— DESCRIPTION OF THE TASK —
Output the data from the line containing "Label every stainless steel microwave" up to and including the line containing "45;54;140;139" as a Markdown table with the columns Row and Line, numbering each line and omitting blank lines.

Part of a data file
::::::::
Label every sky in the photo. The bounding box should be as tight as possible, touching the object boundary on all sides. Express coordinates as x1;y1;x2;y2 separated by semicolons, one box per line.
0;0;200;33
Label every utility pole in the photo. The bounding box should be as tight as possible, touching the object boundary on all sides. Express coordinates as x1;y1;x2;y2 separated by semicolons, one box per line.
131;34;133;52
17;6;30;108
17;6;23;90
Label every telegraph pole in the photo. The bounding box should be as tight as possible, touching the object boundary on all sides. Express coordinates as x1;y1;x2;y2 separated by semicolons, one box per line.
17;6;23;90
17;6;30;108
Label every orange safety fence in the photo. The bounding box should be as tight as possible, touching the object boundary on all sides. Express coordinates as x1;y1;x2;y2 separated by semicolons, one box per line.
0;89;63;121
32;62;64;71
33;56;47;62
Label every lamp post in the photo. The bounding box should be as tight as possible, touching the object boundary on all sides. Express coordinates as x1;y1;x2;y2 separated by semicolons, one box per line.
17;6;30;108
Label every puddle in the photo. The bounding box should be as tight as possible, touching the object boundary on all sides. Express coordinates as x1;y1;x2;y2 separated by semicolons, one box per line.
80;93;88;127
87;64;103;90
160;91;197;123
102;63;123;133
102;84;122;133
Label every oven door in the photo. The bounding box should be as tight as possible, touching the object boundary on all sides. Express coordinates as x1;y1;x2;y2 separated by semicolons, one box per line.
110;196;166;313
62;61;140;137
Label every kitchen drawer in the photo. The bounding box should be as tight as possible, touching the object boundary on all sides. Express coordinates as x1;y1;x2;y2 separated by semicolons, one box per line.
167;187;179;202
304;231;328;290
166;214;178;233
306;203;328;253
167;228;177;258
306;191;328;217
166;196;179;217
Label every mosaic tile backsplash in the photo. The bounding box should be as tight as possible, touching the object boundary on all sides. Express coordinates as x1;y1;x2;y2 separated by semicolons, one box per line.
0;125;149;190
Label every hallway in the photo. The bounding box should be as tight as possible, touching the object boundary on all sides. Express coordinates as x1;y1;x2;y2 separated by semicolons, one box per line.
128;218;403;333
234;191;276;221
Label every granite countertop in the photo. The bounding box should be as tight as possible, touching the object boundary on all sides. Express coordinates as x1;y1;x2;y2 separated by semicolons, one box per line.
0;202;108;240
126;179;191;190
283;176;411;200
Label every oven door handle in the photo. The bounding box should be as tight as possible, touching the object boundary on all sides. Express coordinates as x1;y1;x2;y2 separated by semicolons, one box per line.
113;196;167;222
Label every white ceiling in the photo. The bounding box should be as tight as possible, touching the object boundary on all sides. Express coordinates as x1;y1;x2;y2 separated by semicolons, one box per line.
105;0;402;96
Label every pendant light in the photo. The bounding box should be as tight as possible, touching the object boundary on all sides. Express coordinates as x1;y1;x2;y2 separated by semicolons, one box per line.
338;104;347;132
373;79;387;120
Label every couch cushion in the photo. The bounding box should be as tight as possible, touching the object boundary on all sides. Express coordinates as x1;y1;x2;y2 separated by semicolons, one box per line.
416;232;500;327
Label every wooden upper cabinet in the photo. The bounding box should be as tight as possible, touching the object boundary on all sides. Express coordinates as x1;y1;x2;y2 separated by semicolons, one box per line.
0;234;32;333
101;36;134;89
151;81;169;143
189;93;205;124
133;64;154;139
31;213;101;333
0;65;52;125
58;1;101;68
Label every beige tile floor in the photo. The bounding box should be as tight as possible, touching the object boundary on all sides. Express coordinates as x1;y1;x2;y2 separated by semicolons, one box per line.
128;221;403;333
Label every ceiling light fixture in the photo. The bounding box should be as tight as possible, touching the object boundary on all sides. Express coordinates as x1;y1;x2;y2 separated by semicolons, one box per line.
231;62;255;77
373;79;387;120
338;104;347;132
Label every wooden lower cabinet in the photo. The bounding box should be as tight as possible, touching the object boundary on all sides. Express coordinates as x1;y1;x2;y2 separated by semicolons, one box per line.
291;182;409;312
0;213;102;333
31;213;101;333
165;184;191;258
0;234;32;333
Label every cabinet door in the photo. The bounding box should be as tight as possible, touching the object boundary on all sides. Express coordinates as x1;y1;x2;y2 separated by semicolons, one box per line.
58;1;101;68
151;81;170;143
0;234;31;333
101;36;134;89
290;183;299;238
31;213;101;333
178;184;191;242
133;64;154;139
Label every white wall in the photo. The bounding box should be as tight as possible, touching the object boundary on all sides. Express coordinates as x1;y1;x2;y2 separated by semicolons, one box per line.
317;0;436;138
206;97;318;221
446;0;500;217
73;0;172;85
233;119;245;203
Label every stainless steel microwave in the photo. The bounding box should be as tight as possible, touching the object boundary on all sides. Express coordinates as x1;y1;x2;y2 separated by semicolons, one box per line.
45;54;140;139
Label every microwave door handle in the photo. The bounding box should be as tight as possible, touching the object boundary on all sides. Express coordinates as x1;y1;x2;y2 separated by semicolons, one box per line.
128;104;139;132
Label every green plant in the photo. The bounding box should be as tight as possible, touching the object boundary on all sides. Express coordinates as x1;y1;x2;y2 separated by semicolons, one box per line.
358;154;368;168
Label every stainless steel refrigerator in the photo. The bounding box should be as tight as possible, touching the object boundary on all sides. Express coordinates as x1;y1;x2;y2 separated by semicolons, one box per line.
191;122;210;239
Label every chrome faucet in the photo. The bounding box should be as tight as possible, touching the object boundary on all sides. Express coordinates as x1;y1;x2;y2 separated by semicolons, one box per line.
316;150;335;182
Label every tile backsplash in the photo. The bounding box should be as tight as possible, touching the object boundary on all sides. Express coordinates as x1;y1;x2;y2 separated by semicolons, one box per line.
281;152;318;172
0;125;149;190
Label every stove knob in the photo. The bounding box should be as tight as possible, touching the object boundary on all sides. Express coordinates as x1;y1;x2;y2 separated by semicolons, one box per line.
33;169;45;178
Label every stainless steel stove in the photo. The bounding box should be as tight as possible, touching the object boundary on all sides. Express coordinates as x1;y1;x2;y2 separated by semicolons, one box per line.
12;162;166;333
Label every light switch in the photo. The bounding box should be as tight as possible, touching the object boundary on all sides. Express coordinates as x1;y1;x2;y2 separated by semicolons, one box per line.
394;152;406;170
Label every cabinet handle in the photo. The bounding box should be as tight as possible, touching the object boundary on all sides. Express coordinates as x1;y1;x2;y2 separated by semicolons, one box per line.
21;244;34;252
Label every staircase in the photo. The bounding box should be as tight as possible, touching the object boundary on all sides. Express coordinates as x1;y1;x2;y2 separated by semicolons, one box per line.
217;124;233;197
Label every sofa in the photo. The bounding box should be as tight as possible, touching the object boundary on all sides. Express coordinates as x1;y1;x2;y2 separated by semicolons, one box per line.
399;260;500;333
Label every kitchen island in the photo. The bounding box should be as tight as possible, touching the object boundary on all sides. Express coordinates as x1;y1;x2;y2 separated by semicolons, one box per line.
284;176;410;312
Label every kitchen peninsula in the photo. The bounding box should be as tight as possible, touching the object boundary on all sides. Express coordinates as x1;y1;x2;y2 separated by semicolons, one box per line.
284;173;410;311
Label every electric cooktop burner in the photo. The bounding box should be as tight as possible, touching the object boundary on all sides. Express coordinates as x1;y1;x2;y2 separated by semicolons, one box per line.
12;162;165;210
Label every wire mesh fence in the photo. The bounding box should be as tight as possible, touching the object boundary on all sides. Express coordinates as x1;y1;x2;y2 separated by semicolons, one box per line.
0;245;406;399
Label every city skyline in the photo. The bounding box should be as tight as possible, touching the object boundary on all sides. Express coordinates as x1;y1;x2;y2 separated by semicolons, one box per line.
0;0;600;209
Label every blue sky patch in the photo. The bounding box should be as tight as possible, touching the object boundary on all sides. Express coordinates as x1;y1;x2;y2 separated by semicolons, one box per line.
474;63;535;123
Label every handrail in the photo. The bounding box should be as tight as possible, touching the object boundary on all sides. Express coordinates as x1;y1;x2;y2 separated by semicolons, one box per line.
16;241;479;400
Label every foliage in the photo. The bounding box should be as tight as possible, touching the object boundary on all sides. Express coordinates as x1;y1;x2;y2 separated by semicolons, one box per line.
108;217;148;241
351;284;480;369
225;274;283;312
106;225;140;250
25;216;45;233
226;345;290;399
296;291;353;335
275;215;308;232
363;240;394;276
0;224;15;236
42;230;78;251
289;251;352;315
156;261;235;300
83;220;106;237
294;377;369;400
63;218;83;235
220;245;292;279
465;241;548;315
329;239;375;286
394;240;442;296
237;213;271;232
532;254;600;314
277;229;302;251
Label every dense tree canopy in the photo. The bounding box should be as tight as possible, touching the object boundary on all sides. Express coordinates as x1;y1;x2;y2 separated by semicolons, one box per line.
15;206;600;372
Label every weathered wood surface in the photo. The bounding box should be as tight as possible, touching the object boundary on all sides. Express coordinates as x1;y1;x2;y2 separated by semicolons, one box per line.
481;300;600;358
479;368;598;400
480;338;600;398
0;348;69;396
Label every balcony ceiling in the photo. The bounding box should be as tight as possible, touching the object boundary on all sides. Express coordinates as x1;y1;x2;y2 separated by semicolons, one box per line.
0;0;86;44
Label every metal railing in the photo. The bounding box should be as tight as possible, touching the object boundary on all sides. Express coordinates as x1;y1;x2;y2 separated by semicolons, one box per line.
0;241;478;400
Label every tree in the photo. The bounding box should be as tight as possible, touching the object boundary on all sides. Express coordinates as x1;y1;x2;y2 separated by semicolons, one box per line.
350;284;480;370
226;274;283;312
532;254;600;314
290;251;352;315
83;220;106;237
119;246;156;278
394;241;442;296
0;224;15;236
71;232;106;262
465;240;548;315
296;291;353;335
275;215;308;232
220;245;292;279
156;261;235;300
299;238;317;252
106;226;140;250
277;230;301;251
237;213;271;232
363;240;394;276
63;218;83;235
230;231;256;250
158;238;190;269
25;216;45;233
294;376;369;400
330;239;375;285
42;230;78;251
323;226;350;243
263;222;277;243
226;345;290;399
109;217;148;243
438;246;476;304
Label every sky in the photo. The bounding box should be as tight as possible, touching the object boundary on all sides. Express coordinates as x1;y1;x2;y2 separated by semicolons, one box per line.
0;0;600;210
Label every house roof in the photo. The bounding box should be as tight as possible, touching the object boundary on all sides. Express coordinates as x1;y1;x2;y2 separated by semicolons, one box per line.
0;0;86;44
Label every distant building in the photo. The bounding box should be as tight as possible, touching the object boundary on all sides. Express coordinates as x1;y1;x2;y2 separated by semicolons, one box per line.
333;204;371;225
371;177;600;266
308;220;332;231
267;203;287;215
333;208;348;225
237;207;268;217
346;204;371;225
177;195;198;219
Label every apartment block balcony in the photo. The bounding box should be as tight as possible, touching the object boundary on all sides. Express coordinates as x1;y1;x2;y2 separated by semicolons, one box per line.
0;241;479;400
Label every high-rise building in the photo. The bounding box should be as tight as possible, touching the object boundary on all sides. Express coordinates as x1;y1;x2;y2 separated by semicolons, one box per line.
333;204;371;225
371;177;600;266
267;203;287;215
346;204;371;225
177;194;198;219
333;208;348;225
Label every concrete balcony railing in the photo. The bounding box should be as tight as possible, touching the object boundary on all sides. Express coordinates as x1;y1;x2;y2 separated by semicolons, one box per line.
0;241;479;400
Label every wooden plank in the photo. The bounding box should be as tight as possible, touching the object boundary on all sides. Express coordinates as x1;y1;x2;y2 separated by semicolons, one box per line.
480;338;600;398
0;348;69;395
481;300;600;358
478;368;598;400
::::::::
— SOLUTION TO THE PROBLEM —
| Row | Line |
|---|---|
| 1 | Label every stainless steel microwave in the photo. The bounding box should be as tight as possible, touching the object boundary on all sides. Express coordinates as x1;y1;x2;y2 separated by semicolons, one box per line. |
| 2 | 45;54;140;139 |